**WHAT YOU HAVE TO DO**
Your output should be the line with "Identify each instance of the metal" and all following lines of the data below, through the end, repeated exactly.

**DATA SHOWN**
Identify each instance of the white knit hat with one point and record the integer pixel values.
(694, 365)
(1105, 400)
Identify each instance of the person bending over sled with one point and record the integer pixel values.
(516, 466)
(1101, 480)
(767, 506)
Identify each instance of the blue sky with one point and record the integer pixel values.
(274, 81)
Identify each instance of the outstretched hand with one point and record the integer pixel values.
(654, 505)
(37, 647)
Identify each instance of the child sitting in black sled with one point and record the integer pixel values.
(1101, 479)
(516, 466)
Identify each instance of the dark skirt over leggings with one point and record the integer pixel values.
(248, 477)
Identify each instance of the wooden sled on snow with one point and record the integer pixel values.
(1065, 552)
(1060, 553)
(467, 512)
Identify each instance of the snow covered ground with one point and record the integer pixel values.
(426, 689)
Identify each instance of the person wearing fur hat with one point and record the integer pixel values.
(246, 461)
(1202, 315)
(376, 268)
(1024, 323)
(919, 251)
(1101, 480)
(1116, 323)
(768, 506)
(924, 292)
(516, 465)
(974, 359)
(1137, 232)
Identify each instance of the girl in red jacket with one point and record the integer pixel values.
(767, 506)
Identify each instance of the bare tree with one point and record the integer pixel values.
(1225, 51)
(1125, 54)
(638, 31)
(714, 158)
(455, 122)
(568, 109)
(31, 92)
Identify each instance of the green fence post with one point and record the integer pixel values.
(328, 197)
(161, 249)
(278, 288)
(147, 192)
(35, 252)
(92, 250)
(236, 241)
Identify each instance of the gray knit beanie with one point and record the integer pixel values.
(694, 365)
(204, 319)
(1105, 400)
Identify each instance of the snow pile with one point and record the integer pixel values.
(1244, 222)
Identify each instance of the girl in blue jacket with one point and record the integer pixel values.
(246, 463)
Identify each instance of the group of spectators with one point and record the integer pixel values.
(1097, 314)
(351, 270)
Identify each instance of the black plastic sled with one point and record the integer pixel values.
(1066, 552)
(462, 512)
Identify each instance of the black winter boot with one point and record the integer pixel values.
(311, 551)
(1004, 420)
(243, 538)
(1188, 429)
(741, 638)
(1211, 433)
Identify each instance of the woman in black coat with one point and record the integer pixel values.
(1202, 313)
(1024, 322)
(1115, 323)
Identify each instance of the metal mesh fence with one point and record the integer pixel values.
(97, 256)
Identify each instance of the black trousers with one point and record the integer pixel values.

**REPLY TO THE TASK**
Identify each instance of the metal mesh fence with one point and record the integer pixel values.
(97, 256)
Identify each instance of the black trousers with one point and record the integer pixel values.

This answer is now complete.